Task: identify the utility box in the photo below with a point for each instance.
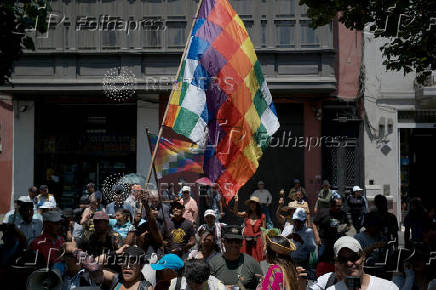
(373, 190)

------------------------------------------------------------

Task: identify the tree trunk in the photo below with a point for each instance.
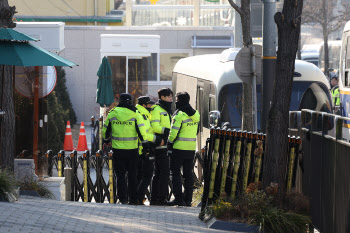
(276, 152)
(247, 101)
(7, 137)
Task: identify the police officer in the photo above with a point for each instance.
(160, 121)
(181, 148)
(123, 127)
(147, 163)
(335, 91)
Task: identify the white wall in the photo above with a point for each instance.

------------------------------------------------------------

» **Work to do**
Please recast the records from the line containing "Task: identify the police" up to and including the line containing "Task: identify the white" as a JSON list of strings, one string per line, leaving out blank lines.

» **Problem solution**
[
  "Task: identify the police officer in the photo above with a point for each instance.",
  "(160, 121)",
  "(181, 148)",
  "(123, 127)",
  "(147, 163)",
  "(335, 91)",
  "Task: identify the white wall in the photo above with a point for each instance."
]